▸ DATA SECTION:
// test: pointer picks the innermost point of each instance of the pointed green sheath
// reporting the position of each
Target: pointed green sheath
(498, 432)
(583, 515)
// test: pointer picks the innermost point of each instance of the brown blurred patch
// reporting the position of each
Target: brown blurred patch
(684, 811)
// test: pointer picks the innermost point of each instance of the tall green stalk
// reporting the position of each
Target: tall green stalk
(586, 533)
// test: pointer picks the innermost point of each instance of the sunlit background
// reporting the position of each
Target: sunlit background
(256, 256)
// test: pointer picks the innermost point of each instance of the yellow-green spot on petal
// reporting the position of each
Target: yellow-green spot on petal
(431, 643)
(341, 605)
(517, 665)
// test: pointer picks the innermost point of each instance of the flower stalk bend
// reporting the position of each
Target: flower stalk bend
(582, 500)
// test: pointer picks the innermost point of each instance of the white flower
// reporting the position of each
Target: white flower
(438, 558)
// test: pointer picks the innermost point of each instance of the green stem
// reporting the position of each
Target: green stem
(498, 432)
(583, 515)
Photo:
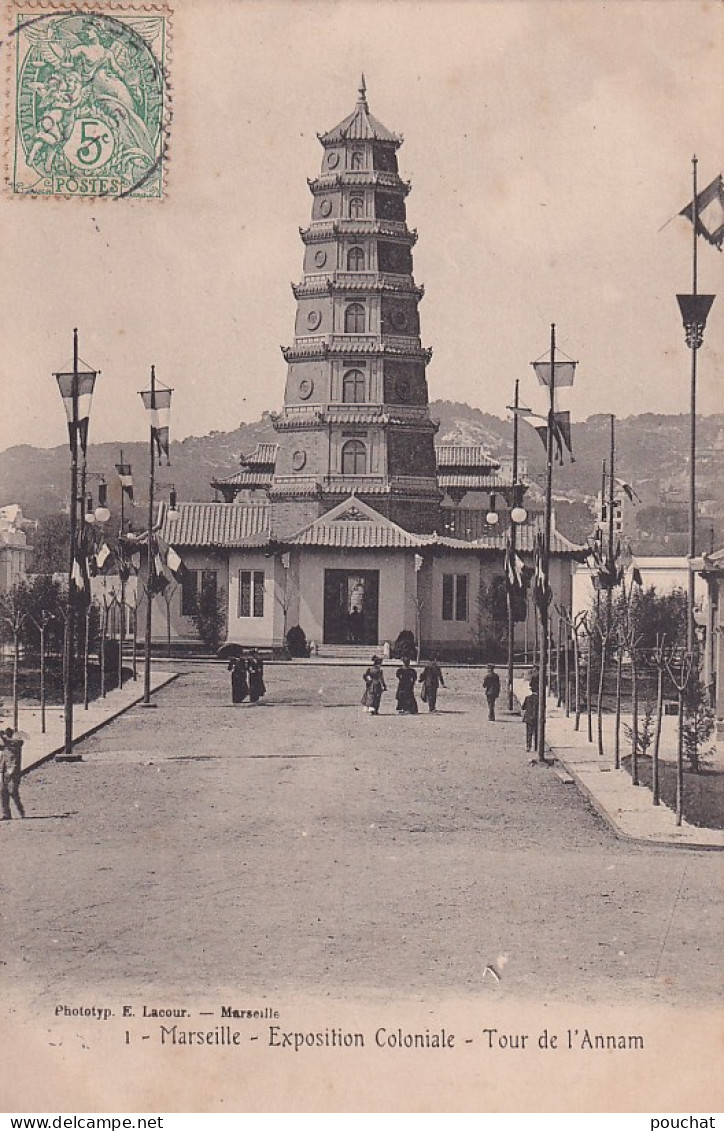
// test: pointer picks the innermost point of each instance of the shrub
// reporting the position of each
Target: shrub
(404, 646)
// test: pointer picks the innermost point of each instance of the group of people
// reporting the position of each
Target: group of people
(430, 680)
(247, 678)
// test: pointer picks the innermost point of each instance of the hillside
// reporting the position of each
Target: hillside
(652, 454)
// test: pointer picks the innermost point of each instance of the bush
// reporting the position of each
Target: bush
(404, 646)
(296, 641)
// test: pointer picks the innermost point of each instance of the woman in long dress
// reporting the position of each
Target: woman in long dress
(239, 684)
(373, 685)
(255, 666)
(406, 680)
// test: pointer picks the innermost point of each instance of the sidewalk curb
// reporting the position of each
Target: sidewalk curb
(610, 819)
(98, 726)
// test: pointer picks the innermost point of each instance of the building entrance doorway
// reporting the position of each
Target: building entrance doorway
(351, 605)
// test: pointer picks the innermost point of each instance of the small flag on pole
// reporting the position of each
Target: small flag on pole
(709, 213)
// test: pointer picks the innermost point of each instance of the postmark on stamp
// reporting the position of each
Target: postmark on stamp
(91, 103)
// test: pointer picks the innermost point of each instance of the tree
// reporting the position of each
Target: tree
(209, 618)
(698, 722)
(491, 626)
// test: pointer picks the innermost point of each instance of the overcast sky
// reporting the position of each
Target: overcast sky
(546, 144)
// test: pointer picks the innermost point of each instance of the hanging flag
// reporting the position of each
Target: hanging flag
(514, 568)
(102, 555)
(709, 209)
(563, 373)
(628, 490)
(157, 404)
(127, 480)
(77, 390)
(174, 563)
(542, 593)
(562, 425)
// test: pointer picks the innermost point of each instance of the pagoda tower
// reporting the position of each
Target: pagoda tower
(355, 416)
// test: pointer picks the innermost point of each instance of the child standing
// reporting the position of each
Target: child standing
(531, 718)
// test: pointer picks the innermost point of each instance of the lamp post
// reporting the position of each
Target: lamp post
(552, 373)
(157, 404)
(695, 309)
(76, 389)
(518, 515)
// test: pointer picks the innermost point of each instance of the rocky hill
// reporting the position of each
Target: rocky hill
(652, 454)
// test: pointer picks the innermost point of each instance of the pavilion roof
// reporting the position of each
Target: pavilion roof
(216, 524)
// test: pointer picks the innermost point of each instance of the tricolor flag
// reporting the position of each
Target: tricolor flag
(514, 568)
(542, 593)
(628, 490)
(102, 555)
(709, 213)
(127, 480)
(77, 391)
(157, 404)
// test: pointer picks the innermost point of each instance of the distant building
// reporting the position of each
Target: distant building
(13, 547)
(663, 573)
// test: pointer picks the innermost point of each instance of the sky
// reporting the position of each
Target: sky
(548, 143)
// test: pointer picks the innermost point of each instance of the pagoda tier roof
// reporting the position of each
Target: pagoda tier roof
(413, 486)
(363, 281)
(216, 524)
(458, 456)
(360, 126)
(342, 346)
(246, 478)
(328, 230)
(367, 178)
(474, 481)
(264, 455)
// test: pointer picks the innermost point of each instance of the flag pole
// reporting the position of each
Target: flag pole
(546, 553)
(122, 620)
(692, 423)
(513, 531)
(149, 571)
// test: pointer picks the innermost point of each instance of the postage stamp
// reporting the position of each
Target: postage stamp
(91, 102)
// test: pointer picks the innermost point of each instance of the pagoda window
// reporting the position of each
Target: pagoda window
(353, 387)
(354, 318)
(354, 458)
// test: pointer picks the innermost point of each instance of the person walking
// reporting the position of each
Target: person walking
(431, 679)
(491, 685)
(373, 685)
(10, 767)
(531, 718)
(239, 683)
(255, 666)
(406, 680)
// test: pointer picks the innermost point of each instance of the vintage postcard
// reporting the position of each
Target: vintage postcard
(329, 779)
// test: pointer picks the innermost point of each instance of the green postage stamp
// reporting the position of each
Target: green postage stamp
(92, 108)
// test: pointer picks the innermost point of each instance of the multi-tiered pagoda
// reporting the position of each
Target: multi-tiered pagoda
(355, 416)
(353, 526)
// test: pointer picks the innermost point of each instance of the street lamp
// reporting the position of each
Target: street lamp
(157, 404)
(76, 389)
(553, 374)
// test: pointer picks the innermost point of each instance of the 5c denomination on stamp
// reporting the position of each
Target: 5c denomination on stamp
(92, 102)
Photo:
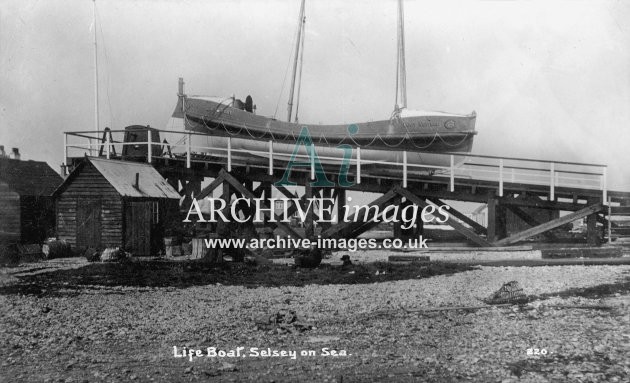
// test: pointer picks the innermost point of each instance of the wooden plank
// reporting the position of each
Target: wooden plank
(241, 189)
(620, 210)
(621, 231)
(528, 219)
(408, 258)
(550, 225)
(468, 233)
(210, 188)
(341, 227)
(462, 217)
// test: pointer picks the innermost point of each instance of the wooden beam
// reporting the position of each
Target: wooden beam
(462, 217)
(620, 210)
(309, 224)
(550, 225)
(468, 233)
(528, 219)
(246, 193)
(210, 188)
(342, 227)
(541, 204)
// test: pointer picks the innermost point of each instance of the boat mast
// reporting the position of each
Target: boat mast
(401, 71)
(298, 42)
(96, 122)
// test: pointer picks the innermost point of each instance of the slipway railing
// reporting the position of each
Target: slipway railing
(502, 170)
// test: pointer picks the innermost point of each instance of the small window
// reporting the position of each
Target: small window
(155, 212)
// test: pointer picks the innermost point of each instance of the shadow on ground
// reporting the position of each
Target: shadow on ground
(193, 273)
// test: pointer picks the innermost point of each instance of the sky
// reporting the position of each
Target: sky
(548, 79)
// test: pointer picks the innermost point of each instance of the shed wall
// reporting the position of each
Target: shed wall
(9, 215)
(90, 185)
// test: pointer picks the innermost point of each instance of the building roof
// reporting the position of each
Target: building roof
(122, 176)
(29, 178)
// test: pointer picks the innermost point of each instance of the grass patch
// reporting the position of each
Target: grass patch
(194, 273)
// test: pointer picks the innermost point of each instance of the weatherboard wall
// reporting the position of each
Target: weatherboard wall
(88, 188)
(9, 214)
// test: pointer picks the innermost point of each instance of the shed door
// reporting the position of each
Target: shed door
(89, 223)
(138, 225)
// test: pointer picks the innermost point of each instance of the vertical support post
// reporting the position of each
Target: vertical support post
(452, 173)
(149, 146)
(604, 184)
(267, 196)
(270, 157)
(65, 148)
(552, 181)
(188, 137)
(609, 221)
(229, 154)
(592, 237)
(496, 220)
(341, 202)
(501, 177)
(492, 216)
(405, 169)
(312, 157)
(358, 166)
(309, 224)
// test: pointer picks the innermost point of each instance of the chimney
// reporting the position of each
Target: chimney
(15, 154)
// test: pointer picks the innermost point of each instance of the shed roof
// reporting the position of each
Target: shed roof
(30, 178)
(122, 176)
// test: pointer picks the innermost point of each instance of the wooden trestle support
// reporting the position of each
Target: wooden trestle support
(240, 182)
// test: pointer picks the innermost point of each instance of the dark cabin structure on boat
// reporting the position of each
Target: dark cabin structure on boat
(112, 203)
(27, 208)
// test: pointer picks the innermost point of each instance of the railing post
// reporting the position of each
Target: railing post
(609, 221)
(108, 144)
(405, 169)
(604, 184)
(358, 165)
(552, 181)
(149, 146)
(312, 156)
(452, 173)
(188, 137)
(501, 177)
(270, 157)
(229, 154)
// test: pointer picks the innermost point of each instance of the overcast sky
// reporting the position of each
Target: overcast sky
(548, 79)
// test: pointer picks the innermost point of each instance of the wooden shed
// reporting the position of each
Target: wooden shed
(27, 209)
(112, 203)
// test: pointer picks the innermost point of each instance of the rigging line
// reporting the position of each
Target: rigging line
(297, 102)
(403, 68)
(286, 71)
(109, 102)
(295, 61)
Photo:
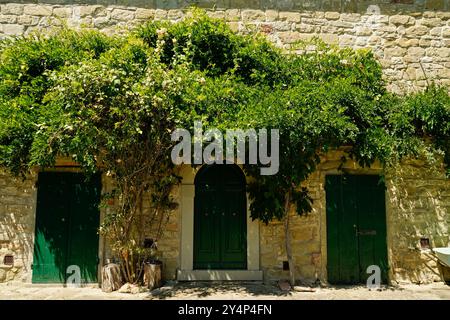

▸ TASK TO CARRY OUT:
Take the records above and return, word for word, only the lines that fall from the line with "Target: grass patch" to the line with "the vertical support post", both of them included.

▸ RESPONSE TO THIS TASK:
Target: grass patch
(194, 273)
// test: pointer picks the innermost point of each instance of the weatherboard wall
// reporting the position of each
Target: weatherboard wall
(88, 188)
(9, 214)
// test: pointer picks the innermost point of each instance of the shed door
// reporting the position of each
Target: shed door
(89, 223)
(138, 225)
// test: pointer picks the innermost point of each instance of the vertical support post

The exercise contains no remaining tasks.